> Job: Format the lines of the records below as a JSON list of strings, one string per line and with blank lines omitted, beginning at the line that contains "Practice step: put a point on each instance of the carved" and stopping after the line that contains "Target: stone step".

> Given data:

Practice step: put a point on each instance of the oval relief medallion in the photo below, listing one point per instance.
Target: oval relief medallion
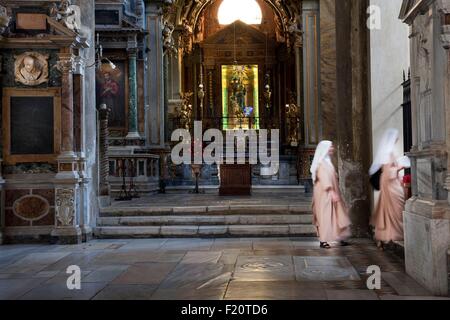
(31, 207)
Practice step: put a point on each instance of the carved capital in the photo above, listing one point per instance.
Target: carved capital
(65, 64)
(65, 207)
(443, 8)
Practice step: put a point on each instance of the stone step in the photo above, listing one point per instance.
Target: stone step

...

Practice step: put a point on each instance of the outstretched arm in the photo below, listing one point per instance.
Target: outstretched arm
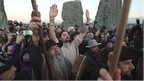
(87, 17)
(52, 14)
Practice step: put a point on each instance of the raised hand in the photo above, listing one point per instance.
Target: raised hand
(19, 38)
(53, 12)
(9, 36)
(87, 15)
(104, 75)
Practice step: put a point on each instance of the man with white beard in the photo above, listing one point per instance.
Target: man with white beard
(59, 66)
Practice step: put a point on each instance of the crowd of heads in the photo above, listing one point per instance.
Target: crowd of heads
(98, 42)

> Right answer:
[
  "Practice step: put a point on each instance of the carved capital in the photo above, listing one point per instance.",
  "Target: carved capital",
  "(65, 64)",
  "(65, 207)",
  "(443, 8)",
  "Practice step: put a point on each instance of the stone step in the photo above, listing one point per instance.",
  "Target: stone step"
]